# [The exercise]
Copy everything in the listing below from the line containing "Pressing-analysis tagging request: spot the boulder" down to the end of the listing, shifting each answer point by adding 131 to both of its coordinates and leaving all other lines unchanged.

# [Material]
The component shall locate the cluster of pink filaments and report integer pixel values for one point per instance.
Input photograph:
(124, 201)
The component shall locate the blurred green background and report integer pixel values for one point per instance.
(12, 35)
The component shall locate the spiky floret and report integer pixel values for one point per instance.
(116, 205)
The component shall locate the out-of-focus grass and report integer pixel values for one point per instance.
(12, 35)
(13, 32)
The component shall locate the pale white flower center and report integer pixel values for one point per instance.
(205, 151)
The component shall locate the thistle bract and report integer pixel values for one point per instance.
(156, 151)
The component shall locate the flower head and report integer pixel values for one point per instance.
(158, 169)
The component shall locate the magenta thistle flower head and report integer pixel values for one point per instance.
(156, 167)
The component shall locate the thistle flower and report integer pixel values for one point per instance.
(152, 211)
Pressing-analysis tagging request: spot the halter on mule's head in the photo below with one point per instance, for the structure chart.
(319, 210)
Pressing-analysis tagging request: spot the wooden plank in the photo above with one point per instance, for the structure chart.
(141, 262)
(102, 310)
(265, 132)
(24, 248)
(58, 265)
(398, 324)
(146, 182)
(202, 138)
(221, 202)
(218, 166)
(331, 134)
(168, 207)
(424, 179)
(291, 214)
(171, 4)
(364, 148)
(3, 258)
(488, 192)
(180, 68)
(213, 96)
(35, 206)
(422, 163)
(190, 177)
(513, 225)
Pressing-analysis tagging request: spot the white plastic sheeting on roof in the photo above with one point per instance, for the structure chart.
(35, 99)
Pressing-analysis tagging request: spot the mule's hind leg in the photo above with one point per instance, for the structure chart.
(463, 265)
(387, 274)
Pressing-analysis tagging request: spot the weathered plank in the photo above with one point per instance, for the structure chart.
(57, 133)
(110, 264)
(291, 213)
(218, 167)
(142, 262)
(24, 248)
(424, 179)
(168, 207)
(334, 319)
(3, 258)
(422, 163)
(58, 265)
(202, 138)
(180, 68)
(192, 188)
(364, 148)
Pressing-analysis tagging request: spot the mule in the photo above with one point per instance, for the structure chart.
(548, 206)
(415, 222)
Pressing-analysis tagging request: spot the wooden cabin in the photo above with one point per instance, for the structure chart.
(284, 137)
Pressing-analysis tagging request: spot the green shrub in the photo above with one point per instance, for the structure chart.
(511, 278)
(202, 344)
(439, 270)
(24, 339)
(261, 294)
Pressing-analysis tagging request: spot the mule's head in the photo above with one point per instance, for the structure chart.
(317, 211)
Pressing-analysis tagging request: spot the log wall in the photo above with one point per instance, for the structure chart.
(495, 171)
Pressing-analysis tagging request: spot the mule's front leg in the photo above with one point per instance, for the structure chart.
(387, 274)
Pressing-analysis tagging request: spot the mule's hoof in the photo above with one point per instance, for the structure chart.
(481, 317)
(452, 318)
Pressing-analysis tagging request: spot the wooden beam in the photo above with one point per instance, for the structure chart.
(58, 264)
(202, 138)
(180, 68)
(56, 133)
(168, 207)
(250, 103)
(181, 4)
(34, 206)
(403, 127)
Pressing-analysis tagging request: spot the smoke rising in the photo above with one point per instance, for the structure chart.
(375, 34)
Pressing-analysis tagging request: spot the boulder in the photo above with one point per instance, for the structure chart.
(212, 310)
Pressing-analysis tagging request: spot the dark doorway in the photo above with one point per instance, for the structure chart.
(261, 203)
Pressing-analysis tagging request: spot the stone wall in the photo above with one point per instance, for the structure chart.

# [Answer to this exercise]
Pressing-analysis tagging request: spot the boulder in the photo above with one point per instance, for the structure chart.
(343, 441)
Pressing-analysis tagging request: spot the dark doorway in the photo above with one point per instance, for the structure chart.
(392, 334)
Pressing-analysis tagging request: spot the stone wall in the photo above with one point per instance, for the structure chart.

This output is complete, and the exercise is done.